▶ [Objective 1]:
Duplicate the passage of the 1BRC write-up from "1 billion CPU" up to and including "the below method.".
▶ [Objective 2]:
According to the 1BRC write-up, how long did the pure file read take, with no parsing or processing?

▶ [Quoted text]:
Ayush

Posted on Jul 29 • Edited on Aug 17

🔥 1BRC in Node.js: From 12 Minutes to 35 Seconds

#node #1brc

I took on the 1 Billion Row Challenge (1BRC) — but with Node.js. The "event loop" language that is not the first choice when crunching raw numbers.

🧠 TL;DR

Stage	Time
🐢 Baseline	12:06
🔥 Final	0:35
📈 Speedup	1957%

I squeezed out sizeable performance gains out of Node with buffer math, manual parsing, worker threads — even byte-level micro-ops.

🎯 The Challenge

You're given a file with 1 billion lines, each like:

StationName;Temperature\n

You need to compute per station:

Minimum temperature
Maximum temperature
Average temperature

And you need to do it fast.

⚙️ System Configuration & Setup

Here’s my system details that was used for benchmarking and optimizations:

Machine: Windows 11 (x64)
CPU: 2.5 GHz, 10 cores, 12 logical threads, (Intel i5, 12th Gen)
RAM: 8 GB
Disk: 256GB NVMe SSD
Node.js version: v22.x (LTS)

⛽ Just Reading the File (No Work)

To measure the disk I/O floor, I timed a pure file read — no parsing or processing.

⏱️ 13 seconds

This was my physical lower limit; my goal. Here's the minimal benchmark:

const fs = require("fs");

const filePath = process.argv[2];
const bufferSize = 64 * 1024; // 64 KB
const buffer = Buffer.alloc(bufferSize);

const fd = fs.openSync(filePath, "r");

let totalBytesRead = 0;
let bytesRead = 0;

console.time("diskRead");

do {
  bytesRead = fs.readSync(fd, buffer, 0, bufferSize, null);
  totalBytesRead += bytesRead;
} while (bytesRead > 0);

console.timeEnd("diskRead");

fs.closeSync(fd);

console.log(`Read ${totalBytesRead} bytes`);
console.log(`Read speed: ${(totalBytesRead / (1024 * 1024)).toFixed(2)} MB`);

🧪 Starting Baseline

The first working version provided in repo:

Single thread
Used readline with for...await
Parsed strings with split(';'), used parseFloat & .toFixed()
Used Map for aggregation

⏱️ 12:06

Let’s optimize.

🧵 Parallelism — Low hanging fruit

1 billion CPU bound calculations on a multi-cores machine? Worker Threads were the first upgrade.

The trick here was to divide the file equally while keeping the lines intact. This was done with the below method.

const calculateOffset = async (start, end, fileHandle) => {
  const { buffer } = await fileHandle.read({
    buffer: Buffer.alloc(MAX_LINE_LENGTH),
    length: MAX_LINE_LENGTH,
    position: end,
  });
  const diff = buffer.indexOf(10);
  return { start, end, diff };
};

After, each worker got their slice to process. 🚀

Workers	Time
With 4 Workers	2:35
With 12 Workers (system core count)	1:41
With 14, 18 Workers	Perf degradation

🧠 Learning: Since the data is locally sourced, the context switching overhead between threads started having a negative impact. And worker threads make a HUGE difference.

▶ [Data shown]:
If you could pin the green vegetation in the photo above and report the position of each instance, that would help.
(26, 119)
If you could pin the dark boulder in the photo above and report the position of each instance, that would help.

▶ [Exercise response 1]:
1 billion CPU bound calculations on a multi-cores machine? Worker Threads were the first upgrade.

The trick here was to divide the file equally while keeping the lines intact. This was done with the below method.

▶ [Exercise response 2]:
13 seconds.